::: Extracted text :::
American comedian and actor (born 1993)

Peter Michael Davidson (born November 16, 1993) is an American comedian, actor, and writer. He began his career in the early 2010s with minor guest roles on Brooklyn Nine-Nine, Friends of the People, Guy Code, and Wild 'n Out before being hired as a cast member on the NBC late-night sketch comedy series Saturday Night Live which he starred in for eight seasons from 2014 to 2022.

Following his rise to prominence on SNL, Davidson starred in and executive produced the comedy film Big Time Adolescence (2019), and co-wrote and starred in the semi-autobiographical comedy-drama film The King of Staten Island (2020), and the Peacock series Bupkis (2023). He continued acting in films such as The Suicide Squad (2021), Bodies Bodies Bodies, and Meet Cute (both 2022). Davidson has also released three comedy specials: Pete Davidson: SMD (2016), Pete Davidson: Alive from New York (2020), and Pete Davidson: Turbo Fonzarelli (2024).

==Early life==
Peter Michael Davidson was born on November 16, 1993, in the Staten Island borough of New York City to parents Amy (née Waters) and Scott Matthew Davidson. Scott was a New York City firefighter for Ladder 118 who died in service during the September 11th attacks, along with the rest of his unit. He was last seen running up the stairs of the Marriott World Trade Center in Downtown Manhattan just before the building was destroyed when the Twin Towers collapsed. His Requiem Mass was held at St. Clare's Catholic Church in Great Kills, Staten Island. Davidson, then aged seven, later told The New York Times that it was "overwhelming" and that he later acted out in school as a result of the trauma, at one point ripping his hair out until he was bald. In October 2016, he revealed on The Breakfast Club morning radio show that he struggled with suicidal thoughts when he was younger and that the music of Kid Cudi saved his life.
:::
* _Required actions_
- 1) According to the biography of Pete Davidson, in which firefighting unit did his father, Scott, serve?
- 2) Continue the Pete Davidson biography from the point where it stops.
::: Dataset content :::
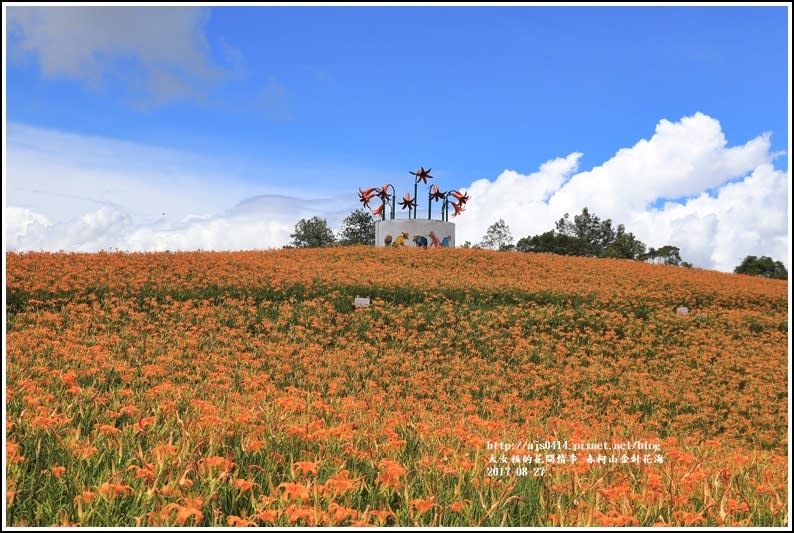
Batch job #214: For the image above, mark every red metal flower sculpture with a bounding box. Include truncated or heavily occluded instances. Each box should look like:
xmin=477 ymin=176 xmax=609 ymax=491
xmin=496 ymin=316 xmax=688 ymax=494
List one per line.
xmin=358 ymin=162 xmax=469 ymax=220
xmin=358 ymin=187 xmax=378 ymax=207
xmin=449 ymin=191 xmax=469 ymax=205
xmin=409 ymin=167 xmax=433 ymax=183
xmin=400 ymin=192 xmax=416 ymax=209
xmin=430 ymin=184 xmax=444 ymax=201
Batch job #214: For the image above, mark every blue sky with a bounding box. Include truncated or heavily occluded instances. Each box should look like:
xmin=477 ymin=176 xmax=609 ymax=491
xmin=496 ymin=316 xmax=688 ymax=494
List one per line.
xmin=4 ymin=6 xmax=790 ymax=269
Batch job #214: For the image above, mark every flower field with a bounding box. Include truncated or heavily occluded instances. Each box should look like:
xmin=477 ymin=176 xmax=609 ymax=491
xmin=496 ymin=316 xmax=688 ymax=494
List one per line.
xmin=5 ymin=247 xmax=789 ymax=526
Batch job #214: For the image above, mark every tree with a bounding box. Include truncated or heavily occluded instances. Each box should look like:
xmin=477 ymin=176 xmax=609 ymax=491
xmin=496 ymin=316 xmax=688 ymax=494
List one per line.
xmin=290 ymin=217 xmax=336 ymax=248
xmin=555 ymin=207 xmax=616 ymax=256
xmin=480 ymin=218 xmax=513 ymax=250
xmin=600 ymin=221 xmax=645 ymax=259
xmin=733 ymin=255 xmax=788 ymax=279
xmin=339 ymin=209 xmax=375 ymax=246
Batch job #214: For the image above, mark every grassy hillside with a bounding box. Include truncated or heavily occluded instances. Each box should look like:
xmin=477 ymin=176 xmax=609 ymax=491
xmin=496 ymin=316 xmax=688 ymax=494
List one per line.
xmin=6 ymin=248 xmax=788 ymax=526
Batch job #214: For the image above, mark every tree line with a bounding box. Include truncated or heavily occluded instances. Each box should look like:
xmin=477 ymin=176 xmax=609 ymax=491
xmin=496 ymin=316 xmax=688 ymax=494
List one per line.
xmin=286 ymin=207 xmax=788 ymax=279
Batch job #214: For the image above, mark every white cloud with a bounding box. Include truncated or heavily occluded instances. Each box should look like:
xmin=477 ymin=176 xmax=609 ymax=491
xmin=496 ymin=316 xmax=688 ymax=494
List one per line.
xmin=454 ymin=113 xmax=790 ymax=271
xmin=4 ymin=113 xmax=790 ymax=271
xmin=7 ymin=6 xmax=235 ymax=104
xmin=4 ymin=123 xmax=357 ymax=251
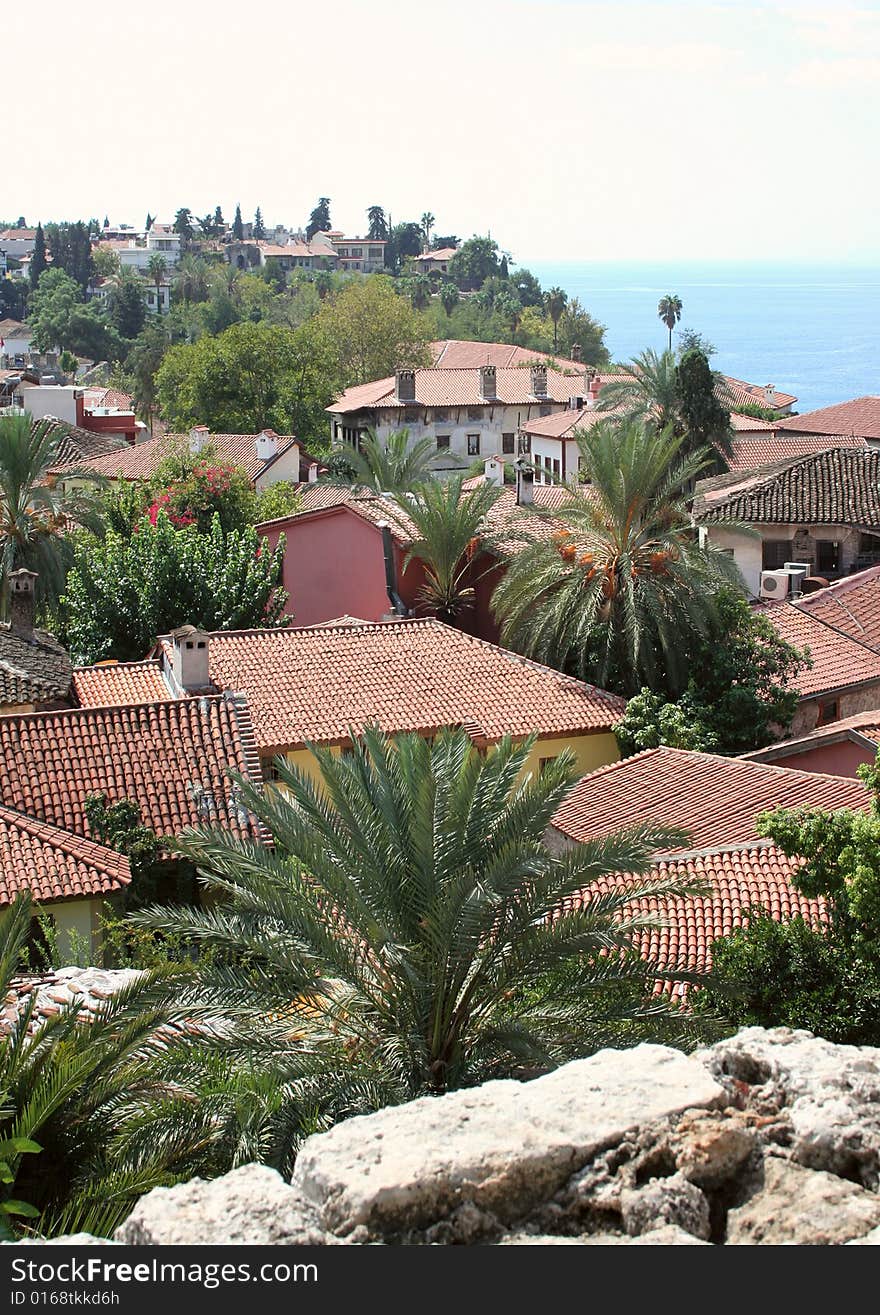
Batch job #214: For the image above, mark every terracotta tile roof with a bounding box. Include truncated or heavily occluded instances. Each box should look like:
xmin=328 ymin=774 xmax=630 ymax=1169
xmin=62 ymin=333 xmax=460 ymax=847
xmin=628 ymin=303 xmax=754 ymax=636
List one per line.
xmin=0 ymin=806 xmax=132 ymax=906
xmin=0 ymin=623 xmax=72 ymax=707
xmin=779 ymin=396 xmax=880 ymax=439
xmin=563 ymin=840 xmax=827 ymax=997
xmin=72 ymin=658 xmax=174 ymax=707
xmin=755 ymin=602 xmax=880 ymax=698
xmin=695 ymin=447 xmax=880 ymax=529
xmin=0 ymin=696 xmax=260 ymax=835
xmin=797 ymin=567 xmax=880 ymax=652
xmin=552 ymin=748 xmax=871 ymax=857
xmin=727 ymin=428 xmax=868 ymax=471
xmin=162 ymin=619 xmax=625 ymax=753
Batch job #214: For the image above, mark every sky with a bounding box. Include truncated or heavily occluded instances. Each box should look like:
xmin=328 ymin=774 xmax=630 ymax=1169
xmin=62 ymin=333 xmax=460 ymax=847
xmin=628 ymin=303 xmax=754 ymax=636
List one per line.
xmin=8 ymin=0 xmax=880 ymax=263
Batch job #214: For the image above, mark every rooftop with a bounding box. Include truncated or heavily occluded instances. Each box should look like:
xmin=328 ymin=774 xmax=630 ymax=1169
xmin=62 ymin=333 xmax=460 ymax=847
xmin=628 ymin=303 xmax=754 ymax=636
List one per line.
xmin=155 ymin=619 xmax=625 ymax=753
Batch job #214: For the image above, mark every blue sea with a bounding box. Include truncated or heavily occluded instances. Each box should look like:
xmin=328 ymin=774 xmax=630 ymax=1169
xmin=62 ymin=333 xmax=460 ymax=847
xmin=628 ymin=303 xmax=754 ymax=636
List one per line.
xmin=514 ymin=260 xmax=880 ymax=412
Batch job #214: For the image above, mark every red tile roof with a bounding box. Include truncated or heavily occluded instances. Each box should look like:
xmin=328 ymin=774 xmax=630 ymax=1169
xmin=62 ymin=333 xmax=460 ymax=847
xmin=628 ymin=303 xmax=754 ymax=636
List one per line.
xmin=0 ymin=806 xmax=132 ymax=905
xmin=72 ymin=658 xmax=174 ymax=707
xmin=0 ymin=696 xmax=260 ymax=835
xmin=756 ymin=602 xmax=880 ymax=698
xmin=157 ymin=619 xmax=625 ymax=753
xmin=552 ymin=747 xmax=871 ymax=855
xmin=797 ymin=567 xmax=880 ymax=652
xmin=779 ymin=396 xmax=880 ymax=439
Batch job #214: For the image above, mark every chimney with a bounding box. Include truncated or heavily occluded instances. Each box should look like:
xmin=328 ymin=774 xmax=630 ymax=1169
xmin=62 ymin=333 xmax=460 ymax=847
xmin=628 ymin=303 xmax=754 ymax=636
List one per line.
xmin=395 ymin=370 xmax=416 ymax=402
xmin=514 ymin=458 xmax=535 ymax=506
xmin=257 ymin=429 xmax=278 ymax=462
xmin=483 ymin=456 xmax=504 ymax=488
xmin=171 ymin=626 xmax=210 ymax=694
xmin=9 ymin=567 xmax=37 ymax=639
xmin=189 ymin=425 xmax=210 ymax=456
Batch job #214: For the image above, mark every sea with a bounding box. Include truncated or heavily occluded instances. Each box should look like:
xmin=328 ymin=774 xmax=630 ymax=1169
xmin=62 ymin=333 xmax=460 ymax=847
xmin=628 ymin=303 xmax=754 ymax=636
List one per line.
xmin=514 ymin=260 xmax=880 ymax=413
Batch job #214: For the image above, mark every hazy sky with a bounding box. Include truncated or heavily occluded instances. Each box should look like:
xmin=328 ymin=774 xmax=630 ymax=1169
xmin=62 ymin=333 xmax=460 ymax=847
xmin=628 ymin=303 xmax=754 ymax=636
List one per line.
xmin=8 ymin=0 xmax=880 ymax=262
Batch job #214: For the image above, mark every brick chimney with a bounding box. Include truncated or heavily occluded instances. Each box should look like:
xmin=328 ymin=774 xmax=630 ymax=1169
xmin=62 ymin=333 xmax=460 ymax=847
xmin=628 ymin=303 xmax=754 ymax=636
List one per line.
xmin=257 ymin=429 xmax=278 ymax=462
xmin=9 ymin=567 xmax=37 ymax=639
xmin=171 ymin=626 xmax=210 ymax=694
xmin=189 ymin=425 xmax=210 ymax=456
xmin=395 ymin=370 xmax=416 ymax=402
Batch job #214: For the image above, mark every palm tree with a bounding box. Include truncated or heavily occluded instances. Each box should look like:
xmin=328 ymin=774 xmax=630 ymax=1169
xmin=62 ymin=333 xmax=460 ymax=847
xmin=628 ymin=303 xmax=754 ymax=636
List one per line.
xmin=492 ymin=419 xmax=742 ymax=694
xmin=147 ymin=251 xmax=168 ymax=316
xmin=134 ymin=727 xmax=705 ymax=1103
xmin=543 ymin=288 xmax=568 ymax=351
xmin=656 ymin=292 xmax=681 ymax=351
xmin=328 ymin=429 xmax=437 ymax=493
xmin=389 ymin=475 xmax=501 ymax=625
xmin=0 ymin=416 xmax=104 ymax=613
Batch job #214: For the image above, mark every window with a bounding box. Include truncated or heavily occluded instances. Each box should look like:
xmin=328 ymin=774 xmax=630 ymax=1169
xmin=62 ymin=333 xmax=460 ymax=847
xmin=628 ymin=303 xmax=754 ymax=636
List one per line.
xmin=816 ymin=698 xmax=841 ymax=726
xmin=762 ymin=539 xmax=794 ymax=571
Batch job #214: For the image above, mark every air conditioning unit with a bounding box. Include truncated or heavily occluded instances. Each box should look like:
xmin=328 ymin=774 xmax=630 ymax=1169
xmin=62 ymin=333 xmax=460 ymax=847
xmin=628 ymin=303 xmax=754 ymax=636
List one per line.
xmin=760 ymin=571 xmax=792 ymax=598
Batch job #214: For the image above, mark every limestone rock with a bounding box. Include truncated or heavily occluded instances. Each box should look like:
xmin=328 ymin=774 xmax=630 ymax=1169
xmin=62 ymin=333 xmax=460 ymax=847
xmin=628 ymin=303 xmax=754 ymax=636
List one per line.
xmin=114 ymin=1164 xmax=337 ymax=1247
xmin=727 ymin=1156 xmax=880 ymax=1247
xmin=621 ymin=1173 xmax=709 ymax=1241
xmin=293 ymin=1045 xmax=727 ymax=1236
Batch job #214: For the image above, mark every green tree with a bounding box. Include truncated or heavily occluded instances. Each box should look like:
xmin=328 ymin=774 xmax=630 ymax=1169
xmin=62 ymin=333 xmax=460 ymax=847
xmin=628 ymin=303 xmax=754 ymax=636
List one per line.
xmin=135 ymin=727 xmax=687 ymax=1103
xmin=545 ymin=288 xmax=568 ymax=351
xmin=174 ymin=205 xmax=195 ymax=242
xmin=492 ymin=419 xmax=741 ymax=694
xmin=697 ymin=757 xmax=880 ymax=1045
xmin=147 ymin=251 xmax=168 ymax=316
xmin=449 ymin=237 xmax=500 ymax=291
xmin=28 ymin=224 xmax=47 ymax=289
xmin=656 ymin=292 xmax=681 ymax=351
xmin=62 ymin=510 xmax=287 ymax=663
xmin=305 ymin=196 xmax=333 ymax=242
xmin=0 ymin=416 xmax=101 ymax=611
xmin=306 ymin=275 xmax=430 ymax=387
xmin=389 ymin=475 xmax=501 ymax=626
xmin=614 ymin=589 xmax=812 ymax=755
xmin=327 ymin=429 xmax=437 ymax=493
xmin=367 ymin=205 xmax=388 ymax=242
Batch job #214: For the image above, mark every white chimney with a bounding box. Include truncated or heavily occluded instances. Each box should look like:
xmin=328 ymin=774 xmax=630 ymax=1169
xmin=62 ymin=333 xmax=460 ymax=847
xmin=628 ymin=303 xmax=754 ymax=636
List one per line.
xmin=189 ymin=425 xmax=210 ymax=455
xmin=257 ymin=429 xmax=278 ymax=462
xmin=483 ymin=456 xmax=504 ymax=488
xmin=171 ymin=626 xmax=210 ymax=693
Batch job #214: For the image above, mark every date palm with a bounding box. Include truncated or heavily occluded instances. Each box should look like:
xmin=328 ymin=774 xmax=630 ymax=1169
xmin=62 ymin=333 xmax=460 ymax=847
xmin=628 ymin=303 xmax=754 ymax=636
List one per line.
:::
* _Results for the exercise_
- 1) Ladder 118

- 2)
Davidson's father was predominantly of Jewish ancestry, with some distant German, Irish and Italian roots. His mother is of mostly Irish ancestry, with some distant German roots. He has a younger sister named Casey, and was raised Catholic. Davidson attended St. Joseph by-the-Sea High School, and then Tottenville High School in Huguenot, before transferring to Xaverian High School in Bay Ridge, Brooklyn, and graduating from there in 2011. After high school, Davidson enrolled at St. Francis College in Brooklyn Heights, which he attended for one semester upon which he decided to drop out to pursue a full-time career in comedy. He first tried stand-up comedy at age sixteen in a Staten Island bowling alley, where a group of friends that included future professional baseball player Matt Festa, knowing of his comedy aspirations, dared him to take to the stage.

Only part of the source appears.